> WHAT TO WORK ON
Copy the lines below verbatim, beginning with the line that includes "Target: leafy bush" and continuing to the end; leave out everything before it.

-------- MATERIAL FOR THE TASK --------

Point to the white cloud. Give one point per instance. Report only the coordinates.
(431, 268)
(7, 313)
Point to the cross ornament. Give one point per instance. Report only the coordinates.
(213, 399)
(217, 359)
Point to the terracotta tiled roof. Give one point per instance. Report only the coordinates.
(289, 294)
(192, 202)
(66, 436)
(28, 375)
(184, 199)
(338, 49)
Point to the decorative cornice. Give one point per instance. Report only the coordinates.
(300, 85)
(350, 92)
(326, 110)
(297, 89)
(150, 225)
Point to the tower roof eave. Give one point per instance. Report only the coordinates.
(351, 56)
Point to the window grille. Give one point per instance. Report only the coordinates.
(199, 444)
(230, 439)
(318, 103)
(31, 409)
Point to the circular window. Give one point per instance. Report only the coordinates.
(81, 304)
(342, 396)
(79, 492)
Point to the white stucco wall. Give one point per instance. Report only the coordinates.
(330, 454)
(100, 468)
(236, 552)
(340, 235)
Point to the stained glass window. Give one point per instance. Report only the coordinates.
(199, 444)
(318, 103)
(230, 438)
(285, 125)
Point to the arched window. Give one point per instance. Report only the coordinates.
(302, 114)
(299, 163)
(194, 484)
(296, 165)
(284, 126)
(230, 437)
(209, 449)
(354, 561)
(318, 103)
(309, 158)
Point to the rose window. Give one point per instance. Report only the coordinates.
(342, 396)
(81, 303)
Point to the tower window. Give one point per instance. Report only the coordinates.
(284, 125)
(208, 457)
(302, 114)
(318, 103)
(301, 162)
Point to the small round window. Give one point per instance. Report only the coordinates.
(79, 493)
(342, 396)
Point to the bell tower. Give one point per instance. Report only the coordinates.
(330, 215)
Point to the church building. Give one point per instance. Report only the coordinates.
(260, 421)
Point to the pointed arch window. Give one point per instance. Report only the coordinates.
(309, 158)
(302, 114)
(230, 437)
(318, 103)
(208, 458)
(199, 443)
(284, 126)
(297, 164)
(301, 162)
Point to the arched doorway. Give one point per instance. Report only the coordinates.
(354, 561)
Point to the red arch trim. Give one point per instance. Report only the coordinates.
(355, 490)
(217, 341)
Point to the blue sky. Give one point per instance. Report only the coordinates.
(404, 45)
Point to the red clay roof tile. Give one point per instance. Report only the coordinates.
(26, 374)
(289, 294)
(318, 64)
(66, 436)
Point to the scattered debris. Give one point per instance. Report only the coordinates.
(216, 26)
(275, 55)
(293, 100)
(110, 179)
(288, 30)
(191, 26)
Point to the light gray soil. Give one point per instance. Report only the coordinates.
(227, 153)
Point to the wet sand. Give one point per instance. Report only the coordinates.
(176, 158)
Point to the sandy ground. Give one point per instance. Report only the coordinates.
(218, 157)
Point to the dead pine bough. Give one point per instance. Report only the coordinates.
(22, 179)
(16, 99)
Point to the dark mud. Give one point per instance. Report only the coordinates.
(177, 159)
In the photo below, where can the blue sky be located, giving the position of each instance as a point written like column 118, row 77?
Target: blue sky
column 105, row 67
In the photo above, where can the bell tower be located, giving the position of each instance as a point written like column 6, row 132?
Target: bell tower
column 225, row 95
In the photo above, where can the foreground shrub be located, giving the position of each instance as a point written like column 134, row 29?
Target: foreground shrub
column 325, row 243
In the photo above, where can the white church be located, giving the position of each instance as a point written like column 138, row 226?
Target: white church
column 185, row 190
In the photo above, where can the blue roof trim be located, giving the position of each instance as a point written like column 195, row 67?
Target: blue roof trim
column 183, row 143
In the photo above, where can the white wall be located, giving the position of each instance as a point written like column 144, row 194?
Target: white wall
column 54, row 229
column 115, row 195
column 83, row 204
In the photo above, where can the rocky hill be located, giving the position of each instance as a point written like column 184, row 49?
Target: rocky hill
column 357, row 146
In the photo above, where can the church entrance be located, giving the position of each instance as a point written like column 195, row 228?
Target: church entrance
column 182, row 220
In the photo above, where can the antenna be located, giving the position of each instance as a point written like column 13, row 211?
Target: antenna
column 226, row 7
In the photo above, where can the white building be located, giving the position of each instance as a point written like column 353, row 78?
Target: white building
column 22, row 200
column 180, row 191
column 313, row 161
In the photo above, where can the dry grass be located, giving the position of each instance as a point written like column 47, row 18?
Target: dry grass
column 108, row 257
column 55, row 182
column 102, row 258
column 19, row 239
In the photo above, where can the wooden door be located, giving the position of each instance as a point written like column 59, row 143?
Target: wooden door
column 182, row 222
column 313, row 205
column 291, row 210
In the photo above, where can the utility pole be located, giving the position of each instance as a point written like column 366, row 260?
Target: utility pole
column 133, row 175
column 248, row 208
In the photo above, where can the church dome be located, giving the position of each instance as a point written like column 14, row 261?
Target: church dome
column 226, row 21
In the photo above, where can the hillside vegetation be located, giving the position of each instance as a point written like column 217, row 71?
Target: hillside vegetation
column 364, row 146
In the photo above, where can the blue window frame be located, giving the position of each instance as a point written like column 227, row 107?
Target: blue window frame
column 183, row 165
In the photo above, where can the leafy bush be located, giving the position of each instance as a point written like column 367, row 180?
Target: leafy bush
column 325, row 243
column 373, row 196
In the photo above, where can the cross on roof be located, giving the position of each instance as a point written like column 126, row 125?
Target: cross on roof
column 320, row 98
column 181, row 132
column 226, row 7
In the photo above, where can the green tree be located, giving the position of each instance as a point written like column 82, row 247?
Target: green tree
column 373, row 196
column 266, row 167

--------

> SOLVED PROBLEM
Target: leafy bush
column 325, row 243
column 373, row 196
In the photo above, where can the cross on roof be located, giving the position of each instance as a point written like column 126, row 125?
Target: cross on roof
column 320, row 98
column 181, row 132
column 226, row 7
In the photo above, where can the green tree be located, giving the position of each instance as a point written like column 82, row 247?
Target: green tree
column 373, row 196
column 266, row 167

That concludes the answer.